[Task item]
Every entry must be printed again exactly, with nothing left out.

Extracted data Block Start

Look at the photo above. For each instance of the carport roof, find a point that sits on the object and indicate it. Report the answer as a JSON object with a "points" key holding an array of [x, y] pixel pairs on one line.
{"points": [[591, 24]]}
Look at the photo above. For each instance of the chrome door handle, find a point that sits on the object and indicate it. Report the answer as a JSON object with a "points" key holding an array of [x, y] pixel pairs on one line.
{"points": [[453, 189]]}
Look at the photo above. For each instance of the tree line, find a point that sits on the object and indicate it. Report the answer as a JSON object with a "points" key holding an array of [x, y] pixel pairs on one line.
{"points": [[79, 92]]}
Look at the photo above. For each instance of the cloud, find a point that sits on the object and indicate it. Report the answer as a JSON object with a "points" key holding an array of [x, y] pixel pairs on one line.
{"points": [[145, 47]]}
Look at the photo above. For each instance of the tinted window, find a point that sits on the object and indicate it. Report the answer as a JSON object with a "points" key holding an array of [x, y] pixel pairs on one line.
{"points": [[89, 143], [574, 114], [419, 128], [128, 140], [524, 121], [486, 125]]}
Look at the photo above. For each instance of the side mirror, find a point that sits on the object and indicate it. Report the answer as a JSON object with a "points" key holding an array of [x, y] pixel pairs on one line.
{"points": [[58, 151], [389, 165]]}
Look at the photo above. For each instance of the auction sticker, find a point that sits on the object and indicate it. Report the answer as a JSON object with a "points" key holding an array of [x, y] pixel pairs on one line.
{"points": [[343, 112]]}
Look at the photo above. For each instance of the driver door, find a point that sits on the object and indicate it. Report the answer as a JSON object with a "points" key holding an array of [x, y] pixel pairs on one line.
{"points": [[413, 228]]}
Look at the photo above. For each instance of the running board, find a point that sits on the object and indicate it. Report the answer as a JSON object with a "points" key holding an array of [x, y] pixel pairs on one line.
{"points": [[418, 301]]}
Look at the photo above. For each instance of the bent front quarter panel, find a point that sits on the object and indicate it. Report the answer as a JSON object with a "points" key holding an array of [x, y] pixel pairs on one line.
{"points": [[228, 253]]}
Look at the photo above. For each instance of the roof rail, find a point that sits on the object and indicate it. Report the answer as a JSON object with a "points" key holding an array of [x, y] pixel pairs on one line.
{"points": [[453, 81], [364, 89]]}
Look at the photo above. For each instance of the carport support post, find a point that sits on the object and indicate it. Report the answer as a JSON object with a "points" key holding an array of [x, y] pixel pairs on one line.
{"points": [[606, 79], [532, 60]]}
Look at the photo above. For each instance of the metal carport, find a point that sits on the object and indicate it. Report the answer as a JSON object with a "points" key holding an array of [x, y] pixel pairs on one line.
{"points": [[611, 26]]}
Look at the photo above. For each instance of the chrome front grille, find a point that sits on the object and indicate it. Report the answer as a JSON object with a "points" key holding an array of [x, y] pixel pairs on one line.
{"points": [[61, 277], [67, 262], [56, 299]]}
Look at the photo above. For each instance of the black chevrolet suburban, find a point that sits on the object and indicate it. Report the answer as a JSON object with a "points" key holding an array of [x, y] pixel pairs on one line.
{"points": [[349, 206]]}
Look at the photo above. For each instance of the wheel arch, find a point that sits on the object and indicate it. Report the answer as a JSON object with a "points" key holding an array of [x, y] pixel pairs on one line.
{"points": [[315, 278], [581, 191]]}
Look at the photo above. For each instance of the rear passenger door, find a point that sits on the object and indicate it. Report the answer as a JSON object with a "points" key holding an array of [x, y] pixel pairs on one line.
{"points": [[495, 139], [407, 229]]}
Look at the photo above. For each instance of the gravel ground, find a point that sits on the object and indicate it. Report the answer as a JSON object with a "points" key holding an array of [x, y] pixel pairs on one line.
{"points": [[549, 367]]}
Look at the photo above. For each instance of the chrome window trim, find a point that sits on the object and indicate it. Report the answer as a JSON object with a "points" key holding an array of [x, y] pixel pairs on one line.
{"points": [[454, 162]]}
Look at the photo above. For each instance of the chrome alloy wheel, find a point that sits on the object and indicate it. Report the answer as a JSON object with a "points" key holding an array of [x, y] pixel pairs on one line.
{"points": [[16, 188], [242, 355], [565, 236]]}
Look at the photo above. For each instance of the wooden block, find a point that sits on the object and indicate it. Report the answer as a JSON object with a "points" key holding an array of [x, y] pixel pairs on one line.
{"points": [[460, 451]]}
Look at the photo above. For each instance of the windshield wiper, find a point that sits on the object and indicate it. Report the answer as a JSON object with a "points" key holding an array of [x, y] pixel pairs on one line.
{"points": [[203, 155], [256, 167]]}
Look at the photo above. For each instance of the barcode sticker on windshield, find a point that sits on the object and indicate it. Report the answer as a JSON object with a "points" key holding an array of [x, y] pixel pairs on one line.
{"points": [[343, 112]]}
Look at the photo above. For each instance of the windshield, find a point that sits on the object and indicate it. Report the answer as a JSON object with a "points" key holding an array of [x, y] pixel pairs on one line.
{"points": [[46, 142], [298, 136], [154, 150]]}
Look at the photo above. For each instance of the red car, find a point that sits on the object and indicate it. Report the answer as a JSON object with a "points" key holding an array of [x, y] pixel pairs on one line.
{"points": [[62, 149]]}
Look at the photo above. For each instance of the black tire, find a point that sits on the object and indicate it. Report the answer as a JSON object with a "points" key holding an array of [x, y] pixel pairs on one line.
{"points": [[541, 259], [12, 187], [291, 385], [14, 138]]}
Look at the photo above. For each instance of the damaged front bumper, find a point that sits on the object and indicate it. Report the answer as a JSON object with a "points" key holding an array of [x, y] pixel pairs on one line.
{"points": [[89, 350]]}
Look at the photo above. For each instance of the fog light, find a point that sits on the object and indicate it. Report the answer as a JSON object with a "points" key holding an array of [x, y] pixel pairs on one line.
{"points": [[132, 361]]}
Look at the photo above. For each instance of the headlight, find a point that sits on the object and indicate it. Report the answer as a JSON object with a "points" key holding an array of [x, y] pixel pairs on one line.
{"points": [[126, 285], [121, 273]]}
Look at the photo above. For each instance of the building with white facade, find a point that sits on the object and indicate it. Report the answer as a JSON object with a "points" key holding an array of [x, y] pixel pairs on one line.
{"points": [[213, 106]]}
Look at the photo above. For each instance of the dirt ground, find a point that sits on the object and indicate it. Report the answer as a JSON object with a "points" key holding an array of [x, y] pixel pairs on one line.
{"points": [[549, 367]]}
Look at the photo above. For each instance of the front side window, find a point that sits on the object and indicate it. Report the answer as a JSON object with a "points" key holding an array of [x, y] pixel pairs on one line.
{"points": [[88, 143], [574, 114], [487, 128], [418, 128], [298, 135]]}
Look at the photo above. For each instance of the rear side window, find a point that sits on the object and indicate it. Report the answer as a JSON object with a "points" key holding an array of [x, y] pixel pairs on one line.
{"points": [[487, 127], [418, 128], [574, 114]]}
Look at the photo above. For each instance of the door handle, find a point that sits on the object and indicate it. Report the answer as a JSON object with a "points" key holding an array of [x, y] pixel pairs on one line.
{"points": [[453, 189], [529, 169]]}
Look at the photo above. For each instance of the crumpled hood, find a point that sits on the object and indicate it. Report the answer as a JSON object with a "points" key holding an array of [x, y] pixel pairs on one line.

Extracted data Block End

[Task result]
Look at the photo above. For each instance of the carport roof, find a point that sits on the object and indicate it. Report the answer as a JSON object with a "points" key holding an array of [x, y] pixel pairs on one line.
{"points": [[591, 24]]}
Look at the photo above. For each instance of the chrome door handle, find a point that sits on the object and indicate it. Report the answer as a JSON object with a "points" key holding an array of [x, y] pixel pairs on one line.
{"points": [[453, 189]]}
Look at the photo above. For each instance of the tree line, find a point that sits on the object and indicate it. Report the answer as a JSON object with a "points" key holding an array of [x, y] pixel pairs on one line.
{"points": [[79, 92]]}
Look at the photo above. For each instance of the cloud, find a point that sits on the object and indicate it. Report the answer as a JSON object with a "points" key holding an array of [x, y] pixel pairs on one line.
{"points": [[145, 47]]}
Look at the photo above. For each instance of the tinted window, find a point that sits on the object and indicate it. Report the answer as a JSON object with a "points" key holding an array of [x, y] pixel pairs on one line.
{"points": [[89, 143], [574, 114], [419, 128], [128, 140], [524, 121], [486, 125]]}
Look at the photo above. For each instance of the side mirror, find a point that sits on the object and indicate it. Report the answer as a JSON object with a "points" key holding an array of [x, y] pixel pairs on one line.
{"points": [[58, 151], [389, 165]]}
Look at the photo above. For each instance of the auction sticker, find a point that sits on the object and indicate it. Report the answer as a JSON object with a "points" key holding an array of [x, y] pixel pairs on one line.
{"points": [[343, 112]]}
Look at the photo above. For each instance of the driver door, find a point that sits on the object and indicate it. Report the answer as a JSON object with a "points" key holding an array of [x, y] pixel pairs on one line.
{"points": [[413, 228]]}
Look at the photo above. For each instance of the running board, find a point that sits on the object and indicate it. Report the answer as a JSON object with a "points" key holding an array of [x, y] pixel pairs on one line.
{"points": [[418, 301]]}
Look at the photo above. For each instance of the bent front quarter panel, find a point that sits on the object and indicate it. Report the answer as a JSON object with a "points" key holding an array of [x, y] pixel pairs on one line.
{"points": [[228, 253]]}
Look at the photo above. For each instance of the roof rail, find a point that sits on the object and indicate it. Report the answer as a JSON object with a "points" key holding an array of [x, y] pixel pairs on one line.
{"points": [[453, 81], [364, 89]]}
Look at the photo above. For each instance of the carport support post, find a point that sits on the object and indicate it. Report the answer as a JSON object with a "points" key holding an array of [x, y] pixel pairs on one line.
{"points": [[606, 79], [532, 60]]}
Look at the photo above. For each instance of the metal carport, find a point that sits on the object and indicate it. Report the answer as a JSON object with a "points" key holding an array of [x, y] pixel pairs on one line.
{"points": [[611, 26]]}
Look at the photo above. For each instance of the chrome front grille, find a point that sits on the object and indicate it. Report the answer as a JSON object with a "points" key holding an array of [x, y] pixel pairs on one line.
{"points": [[61, 277], [67, 262], [56, 299]]}
Look at the photo above. For each instance of the black chevrolet suburban, find a point that sits on the object and indicate it. Report the answer as a JSON object with a "points" key holding an array of [x, y] pixel pairs on one line.
{"points": [[349, 206]]}
Look at the photo above. For each instance of the wheel arch, find a point that sits on the object and indicate it. Report the answer as a JSON object with a "points" key holding an array of [x, y] pixel pairs on one line.
{"points": [[315, 278], [581, 191]]}
Look at the photo above. For each instance of the rear passenger door, find a point that sits on the object and indicate it. Report the answer as a JSON object with a "points" key holding an array of [x, y] pixel pairs on one line.
{"points": [[495, 139], [407, 229]]}
Look at the photo above. For each instance of the gravel ground, find a point that sits on the object and indicate it. Report the answer as a JSON object with a "points" key holding an array of [x, y] pixel pairs on one line.
{"points": [[549, 367]]}
Look at the photo above. For each instance of the chrome window trim, find a point that sits on the object and indicate it. Report the answer as a JSON object with a "points" key holding an array of [x, y] pixel pairs on one line.
{"points": [[454, 162]]}
Look at the photo above. For each instance of the chrome alloy wheel, find a point that sits on the object and indicate it. Report the answer as a JSON object with a "points" key holding an array of [x, y] pixel pairs on one line.
{"points": [[16, 188], [242, 355], [565, 236]]}
Look at the photo above. For each instance of the wooden block, find a point that sits on the object and indicate it. Report the answer as a JSON object with a "points" key holding an array of [x, y] pixel pairs on one line.
{"points": [[460, 451]]}
Look at the photo above. For each instance of the windshield wiper, find a point that sits on the object and indicate it. Report the answer as a JSON object with a "points" key holding an array of [x, y] pixel pairs on one line.
{"points": [[203, 155], [256, 167]]}
Look at the photo above. For each instance of the barcode sticker on windshield, find a point that sits on the object and indicate it. Report the answer as a JSON object with a "points" key holding an array of [x, y] pixel pairs on one line.
{"points": [[343, 112]]}
Look at the photo above. For each instance of the windshield, find a point that sits on the object and indicate it. Report the answer as a JSON object with a "points" key holding an array of [x, y] pixel pairs on one line.
{"points": [[46, 142], [298, 136], [154, 150]]}
Look at the photo above. For each instance of the red car, find a point that sits on the object and indicate it. Report the answer as a JSON object with a "points" key holding an array of [x, y] pixel pairs on one line.
{"points": [[62, 149]]}
Look at the photo above. For each instance of the black tire, find a point that sits on the object and indicate it. Report the answer as a JSON object with a "points" key holding an array of [x, y] pixel pairs on one line.
{"points": [[541, 259], [12, 187], [291, 385], [14, 138]]}
Look at the photo above. For each instance of the damaged front bumper, find a point that sits on the object and indicate it. Report the answer as a JSON object with a "points" key holding an array of [x, y] pixel pairs on one line.
{"points": [[89, 350]]}
Look at the photo above. For each instance of the fog light, find a point that sits on the object and indicate it. Report the answer as a JSON object with a "points" key holding an array of [x, y] pixel pairs on one line.
{"points": [[132, 361]]}
Look at the photo above. For each instance of the headlight, find a point that sits on the object and indicate it. Report the answer as a JSON object with a "points" key holding an array of [x, y] pixel pairs on one line.
{"points": [[126, 285], [121, 273]]}
Look at the photo above. For each instance of the building with white facade, find a point that sits on the object and indicate it. Report the answer as a JSON object with a "points" key holding an array of [x, y] pixel pairs on one line.
{"points": [[213, 106]]}
Look at the photo above. For each instance of the dirt ground, find a point that sits on the object and indicate it. Report the answer as a JSON object with a "points" key holding an array of [x, y] pixel pairs on one line.
{"points": [[549, 367]]}
Look at the photo above. For each instance of the front side window, find a point that sits on the object and indicate it. Report the answer as a JSON object with a "points" key holding an array of [x, y] pixel pairs on one line.
{"points": [[88, 143], [574, 114], [487, 128], [418, 128], [298, 135]]}
Look at the photo above. For each instance of the rear side window, find a point that sits on the object and indicate it. Report the answer as a JSON object with a "points" key holding an array of [x, y] pixel pairs on one line.
{"points": [[487, 127], [418, 128], [574, 114]]}
Look at the photo above. For each instance of the door handle, find a point that sits on the object and indicate it. Report the answer as a JSON object with a "points" key holding an array of [x, y] pixel pairs on one line.
{"points": [[453, 189], [529, 169]]}
Look at the photo above. For each instance of the crumpled hood, find a point that sits on the object and indicate it. Report the answer as a JSON object with a "points" key holding an array of [x, y] pixel pairs on one line.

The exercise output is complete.